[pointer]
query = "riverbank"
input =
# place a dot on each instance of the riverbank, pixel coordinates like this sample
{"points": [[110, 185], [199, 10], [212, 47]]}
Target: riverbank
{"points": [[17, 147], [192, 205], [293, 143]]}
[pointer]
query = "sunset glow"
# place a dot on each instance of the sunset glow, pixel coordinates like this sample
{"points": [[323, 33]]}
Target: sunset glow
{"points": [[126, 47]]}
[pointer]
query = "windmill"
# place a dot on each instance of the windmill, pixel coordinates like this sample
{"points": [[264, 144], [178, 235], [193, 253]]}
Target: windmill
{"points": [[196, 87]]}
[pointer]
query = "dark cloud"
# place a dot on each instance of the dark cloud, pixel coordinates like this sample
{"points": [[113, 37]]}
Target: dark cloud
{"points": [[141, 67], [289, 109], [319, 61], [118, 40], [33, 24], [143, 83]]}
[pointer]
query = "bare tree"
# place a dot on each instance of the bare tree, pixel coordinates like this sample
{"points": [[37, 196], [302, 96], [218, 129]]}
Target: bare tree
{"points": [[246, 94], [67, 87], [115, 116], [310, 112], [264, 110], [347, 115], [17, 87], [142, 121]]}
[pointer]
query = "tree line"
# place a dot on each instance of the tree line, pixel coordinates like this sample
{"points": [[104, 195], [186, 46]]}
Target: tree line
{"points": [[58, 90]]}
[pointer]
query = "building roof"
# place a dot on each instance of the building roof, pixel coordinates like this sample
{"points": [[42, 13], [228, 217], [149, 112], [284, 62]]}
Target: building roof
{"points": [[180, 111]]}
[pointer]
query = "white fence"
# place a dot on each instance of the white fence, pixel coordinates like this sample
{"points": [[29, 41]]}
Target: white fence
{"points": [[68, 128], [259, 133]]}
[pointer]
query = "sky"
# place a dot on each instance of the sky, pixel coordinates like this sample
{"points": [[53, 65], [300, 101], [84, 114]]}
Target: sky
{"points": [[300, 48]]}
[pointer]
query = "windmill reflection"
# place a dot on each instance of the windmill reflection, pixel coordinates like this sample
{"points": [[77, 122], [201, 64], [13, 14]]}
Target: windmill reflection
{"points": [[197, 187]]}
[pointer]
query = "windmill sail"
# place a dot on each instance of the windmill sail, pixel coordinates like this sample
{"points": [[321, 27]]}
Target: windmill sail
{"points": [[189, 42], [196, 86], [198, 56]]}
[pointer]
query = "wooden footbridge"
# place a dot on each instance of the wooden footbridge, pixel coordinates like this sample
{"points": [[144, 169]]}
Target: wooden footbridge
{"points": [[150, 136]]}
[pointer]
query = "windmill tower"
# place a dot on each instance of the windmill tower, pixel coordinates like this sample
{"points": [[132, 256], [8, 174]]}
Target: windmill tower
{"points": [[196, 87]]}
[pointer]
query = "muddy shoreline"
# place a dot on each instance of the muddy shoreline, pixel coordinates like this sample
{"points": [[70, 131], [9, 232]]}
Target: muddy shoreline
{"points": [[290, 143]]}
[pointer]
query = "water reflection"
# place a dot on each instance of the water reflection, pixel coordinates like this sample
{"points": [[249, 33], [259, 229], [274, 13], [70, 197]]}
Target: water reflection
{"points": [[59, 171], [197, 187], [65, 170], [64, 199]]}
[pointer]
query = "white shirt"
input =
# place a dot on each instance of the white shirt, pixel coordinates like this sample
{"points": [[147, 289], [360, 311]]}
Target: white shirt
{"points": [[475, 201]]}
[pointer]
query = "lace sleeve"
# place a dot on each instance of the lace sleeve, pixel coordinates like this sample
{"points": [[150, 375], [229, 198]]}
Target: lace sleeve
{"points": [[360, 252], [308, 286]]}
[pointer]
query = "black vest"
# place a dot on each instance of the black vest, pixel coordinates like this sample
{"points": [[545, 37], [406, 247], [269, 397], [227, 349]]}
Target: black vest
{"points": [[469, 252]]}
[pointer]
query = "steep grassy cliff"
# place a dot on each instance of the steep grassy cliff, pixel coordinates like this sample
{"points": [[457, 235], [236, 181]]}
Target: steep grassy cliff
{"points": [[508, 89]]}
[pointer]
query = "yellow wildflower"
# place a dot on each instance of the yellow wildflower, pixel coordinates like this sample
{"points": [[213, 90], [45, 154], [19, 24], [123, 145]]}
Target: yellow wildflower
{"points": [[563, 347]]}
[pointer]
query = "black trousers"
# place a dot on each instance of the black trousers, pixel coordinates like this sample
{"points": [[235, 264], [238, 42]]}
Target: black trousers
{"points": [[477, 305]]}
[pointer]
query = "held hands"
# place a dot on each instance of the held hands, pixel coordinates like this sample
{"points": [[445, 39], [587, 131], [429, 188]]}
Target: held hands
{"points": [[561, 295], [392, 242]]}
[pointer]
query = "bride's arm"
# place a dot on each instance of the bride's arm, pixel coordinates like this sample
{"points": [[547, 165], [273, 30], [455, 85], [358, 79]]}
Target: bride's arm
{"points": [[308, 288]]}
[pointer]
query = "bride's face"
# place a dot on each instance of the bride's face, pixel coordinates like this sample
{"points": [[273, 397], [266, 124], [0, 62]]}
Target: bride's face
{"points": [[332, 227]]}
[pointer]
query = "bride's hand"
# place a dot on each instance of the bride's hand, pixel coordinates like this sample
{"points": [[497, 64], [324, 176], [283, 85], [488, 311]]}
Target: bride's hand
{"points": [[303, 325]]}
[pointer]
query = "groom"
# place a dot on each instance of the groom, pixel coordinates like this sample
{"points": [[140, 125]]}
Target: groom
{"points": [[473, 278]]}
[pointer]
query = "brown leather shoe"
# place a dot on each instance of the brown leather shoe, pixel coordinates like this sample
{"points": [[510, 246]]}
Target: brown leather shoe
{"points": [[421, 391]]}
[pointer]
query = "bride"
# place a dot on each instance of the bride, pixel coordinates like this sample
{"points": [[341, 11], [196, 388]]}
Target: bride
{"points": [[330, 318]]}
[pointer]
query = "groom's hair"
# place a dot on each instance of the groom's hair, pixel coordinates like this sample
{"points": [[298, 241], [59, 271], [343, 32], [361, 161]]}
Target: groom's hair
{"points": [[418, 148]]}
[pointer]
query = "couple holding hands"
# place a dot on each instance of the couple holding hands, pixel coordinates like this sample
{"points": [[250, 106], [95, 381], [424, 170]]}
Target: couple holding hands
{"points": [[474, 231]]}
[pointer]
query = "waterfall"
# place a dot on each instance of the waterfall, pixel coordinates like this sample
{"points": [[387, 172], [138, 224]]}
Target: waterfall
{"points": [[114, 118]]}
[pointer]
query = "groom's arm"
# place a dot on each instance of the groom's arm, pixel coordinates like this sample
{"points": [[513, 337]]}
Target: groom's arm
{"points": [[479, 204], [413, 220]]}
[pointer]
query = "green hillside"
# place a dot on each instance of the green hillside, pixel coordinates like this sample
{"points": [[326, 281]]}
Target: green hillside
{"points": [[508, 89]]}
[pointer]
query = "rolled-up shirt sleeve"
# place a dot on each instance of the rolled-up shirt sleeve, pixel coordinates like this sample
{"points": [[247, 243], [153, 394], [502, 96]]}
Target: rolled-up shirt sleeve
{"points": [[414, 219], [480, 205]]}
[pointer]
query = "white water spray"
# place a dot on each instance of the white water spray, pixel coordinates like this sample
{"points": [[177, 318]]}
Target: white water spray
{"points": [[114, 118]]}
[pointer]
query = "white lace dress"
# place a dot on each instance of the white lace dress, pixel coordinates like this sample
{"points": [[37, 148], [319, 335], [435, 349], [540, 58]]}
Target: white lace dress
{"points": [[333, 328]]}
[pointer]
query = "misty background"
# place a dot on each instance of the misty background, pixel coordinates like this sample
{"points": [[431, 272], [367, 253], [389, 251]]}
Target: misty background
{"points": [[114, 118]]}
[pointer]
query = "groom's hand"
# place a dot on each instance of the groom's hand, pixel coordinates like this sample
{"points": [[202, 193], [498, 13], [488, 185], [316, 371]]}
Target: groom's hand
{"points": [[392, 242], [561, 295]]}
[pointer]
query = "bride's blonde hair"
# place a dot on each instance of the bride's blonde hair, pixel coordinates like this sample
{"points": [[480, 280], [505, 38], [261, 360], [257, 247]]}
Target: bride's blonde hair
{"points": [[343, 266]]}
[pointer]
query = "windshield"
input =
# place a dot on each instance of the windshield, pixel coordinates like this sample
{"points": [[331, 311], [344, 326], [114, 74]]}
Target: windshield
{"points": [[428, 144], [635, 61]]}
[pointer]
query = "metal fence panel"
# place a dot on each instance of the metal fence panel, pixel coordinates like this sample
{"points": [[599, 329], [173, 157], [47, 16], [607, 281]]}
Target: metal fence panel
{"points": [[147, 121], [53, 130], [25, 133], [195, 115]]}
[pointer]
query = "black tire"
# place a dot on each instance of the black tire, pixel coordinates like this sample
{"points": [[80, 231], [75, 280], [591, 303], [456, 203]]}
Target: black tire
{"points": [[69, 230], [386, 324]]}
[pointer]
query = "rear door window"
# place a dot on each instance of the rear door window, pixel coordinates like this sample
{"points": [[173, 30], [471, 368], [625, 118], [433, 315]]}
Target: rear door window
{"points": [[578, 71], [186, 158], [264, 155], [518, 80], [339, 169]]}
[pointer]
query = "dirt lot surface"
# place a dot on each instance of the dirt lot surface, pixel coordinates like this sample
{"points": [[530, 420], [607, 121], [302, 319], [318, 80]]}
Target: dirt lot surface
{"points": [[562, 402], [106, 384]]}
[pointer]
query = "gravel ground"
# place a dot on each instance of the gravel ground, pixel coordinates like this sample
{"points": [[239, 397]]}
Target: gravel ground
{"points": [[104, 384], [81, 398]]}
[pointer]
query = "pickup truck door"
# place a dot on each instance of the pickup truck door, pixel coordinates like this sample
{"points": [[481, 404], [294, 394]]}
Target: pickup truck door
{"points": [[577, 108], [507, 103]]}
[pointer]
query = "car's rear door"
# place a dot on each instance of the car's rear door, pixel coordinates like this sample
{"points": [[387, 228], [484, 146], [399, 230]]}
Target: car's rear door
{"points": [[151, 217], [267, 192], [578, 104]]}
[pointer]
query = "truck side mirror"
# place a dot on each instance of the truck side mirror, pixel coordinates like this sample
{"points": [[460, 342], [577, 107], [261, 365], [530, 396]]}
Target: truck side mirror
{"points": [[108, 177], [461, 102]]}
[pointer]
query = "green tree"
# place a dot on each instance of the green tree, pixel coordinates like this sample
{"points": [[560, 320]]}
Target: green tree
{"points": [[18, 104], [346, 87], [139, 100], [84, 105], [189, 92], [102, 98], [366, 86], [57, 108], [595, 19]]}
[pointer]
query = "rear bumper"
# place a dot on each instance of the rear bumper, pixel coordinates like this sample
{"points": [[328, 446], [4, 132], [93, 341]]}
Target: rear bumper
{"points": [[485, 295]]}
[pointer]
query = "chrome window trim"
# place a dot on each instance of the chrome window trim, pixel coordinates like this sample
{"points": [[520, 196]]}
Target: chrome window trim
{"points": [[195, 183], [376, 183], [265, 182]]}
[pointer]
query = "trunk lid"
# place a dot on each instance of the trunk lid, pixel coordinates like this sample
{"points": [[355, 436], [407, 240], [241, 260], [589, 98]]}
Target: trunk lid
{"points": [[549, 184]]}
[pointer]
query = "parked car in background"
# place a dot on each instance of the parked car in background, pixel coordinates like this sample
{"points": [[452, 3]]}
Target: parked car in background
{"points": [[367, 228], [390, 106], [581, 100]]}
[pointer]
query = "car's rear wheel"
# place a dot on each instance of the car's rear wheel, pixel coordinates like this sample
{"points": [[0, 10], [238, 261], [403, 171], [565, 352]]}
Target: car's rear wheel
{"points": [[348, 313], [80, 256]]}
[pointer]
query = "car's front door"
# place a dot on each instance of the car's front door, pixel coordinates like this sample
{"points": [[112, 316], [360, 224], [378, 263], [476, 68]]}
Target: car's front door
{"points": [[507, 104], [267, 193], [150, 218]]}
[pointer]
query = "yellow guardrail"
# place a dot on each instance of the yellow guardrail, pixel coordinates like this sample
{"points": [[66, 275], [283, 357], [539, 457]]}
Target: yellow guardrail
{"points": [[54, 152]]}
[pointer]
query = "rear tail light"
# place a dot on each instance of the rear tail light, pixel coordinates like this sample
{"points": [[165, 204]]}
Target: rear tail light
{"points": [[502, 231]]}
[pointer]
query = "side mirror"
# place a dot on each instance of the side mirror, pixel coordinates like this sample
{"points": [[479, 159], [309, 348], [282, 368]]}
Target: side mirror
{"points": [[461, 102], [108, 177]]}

— The exercise —
Please return each line of the listing above that contains the word "leather". Case matters.

— Complete output —
query = "brown leather shoe"
# place a dot on each instance of the brown leather shoe, pixel coordinates like this sample
Target: brown leather shoe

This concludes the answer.